The selection between vulgar and non-vulgar language (i.e., words, phrases) is taxonomically connected to the first-level selection between offensive or non-offensive type, i.e., in further judgments of the vulgarity of a particular sample provided in a larger linguistic context, as in the Yep usual bullshit response (Lewandowska-Tomaszczyk 2017). The lower distinctions are definitional with respect to the character of the used offence. i.e., the category of insult to determine an individual or group offence, but not by reference to any group stereotypes (e.g., it’s the state of your own mental health you should be VERY concerned about presents INSULT and the Aspect of ablism2), as juxtaposed to the concept of hate speech, whose discriminating property is precisely the reference to a group or individual via discriminatory group stereotypes. The discredit tag signifies an offensive act addressed at an individual or a group on grounds of accusation of lie, immorality, unprofessionalism, and unfairness, while threat is a statement intended to frighten or intimidate a person or a group into believing in prospective harm they will experience (Brenner 2002).
^^^^
- What you should do: Continue the passage above on categories of offensive language, starting right after its last sentence.

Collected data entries
^^^^
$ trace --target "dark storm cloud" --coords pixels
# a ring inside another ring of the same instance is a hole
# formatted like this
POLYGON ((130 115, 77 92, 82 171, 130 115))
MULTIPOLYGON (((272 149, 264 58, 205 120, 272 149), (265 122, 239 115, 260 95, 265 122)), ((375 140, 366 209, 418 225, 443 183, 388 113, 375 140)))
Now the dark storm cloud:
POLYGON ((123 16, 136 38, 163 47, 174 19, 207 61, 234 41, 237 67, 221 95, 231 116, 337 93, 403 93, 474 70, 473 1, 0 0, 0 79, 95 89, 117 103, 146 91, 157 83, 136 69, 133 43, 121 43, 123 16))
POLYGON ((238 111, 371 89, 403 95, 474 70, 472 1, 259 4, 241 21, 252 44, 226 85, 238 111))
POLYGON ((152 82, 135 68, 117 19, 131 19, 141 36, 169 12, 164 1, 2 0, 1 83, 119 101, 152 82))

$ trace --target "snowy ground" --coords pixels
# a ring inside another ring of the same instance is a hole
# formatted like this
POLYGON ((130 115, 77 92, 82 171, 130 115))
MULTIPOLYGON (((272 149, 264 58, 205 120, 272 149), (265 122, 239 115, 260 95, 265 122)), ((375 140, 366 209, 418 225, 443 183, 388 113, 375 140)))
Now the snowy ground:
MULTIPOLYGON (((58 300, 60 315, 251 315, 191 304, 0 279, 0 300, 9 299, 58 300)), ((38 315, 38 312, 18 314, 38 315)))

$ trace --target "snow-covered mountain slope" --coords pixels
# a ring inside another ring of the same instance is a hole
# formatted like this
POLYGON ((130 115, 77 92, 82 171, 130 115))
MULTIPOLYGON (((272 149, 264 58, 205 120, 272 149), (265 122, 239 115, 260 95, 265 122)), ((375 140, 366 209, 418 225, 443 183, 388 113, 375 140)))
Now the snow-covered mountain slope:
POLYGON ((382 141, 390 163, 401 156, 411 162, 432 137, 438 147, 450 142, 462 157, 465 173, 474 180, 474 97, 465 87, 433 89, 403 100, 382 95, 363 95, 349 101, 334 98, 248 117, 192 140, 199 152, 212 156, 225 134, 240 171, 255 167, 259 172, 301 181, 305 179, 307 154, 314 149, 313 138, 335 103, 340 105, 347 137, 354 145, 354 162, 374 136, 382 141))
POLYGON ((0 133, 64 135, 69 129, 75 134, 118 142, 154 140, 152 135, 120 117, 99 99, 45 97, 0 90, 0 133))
^^^^
- Result:
The level of Aspects as defined in this model is considered a type of property target of a discriminating act, and can be addressed at the offendee’s race, gender, age, religion, ethnicity, ability, any other kind of physical property or behavioural conduct (dubbed as other in the Aspects compartment)., or else any of their combinations.

The last-level distinction refers to a differentiation between linguistically explicit versus implicit types of utterances (category types 7.) and proposed here is a selection of one or more of the linguistically implicit categories (cf. Bączkowska et al. 2022).

4 Second Annotation Campaign and its results

In this section we present results of the Second Annotation Campaign performed with the use of the SOL taxonomy on the four languages independently. In the tables below we quote positive results of each annotation, while the few problematic cases are discussed in Section 6. below.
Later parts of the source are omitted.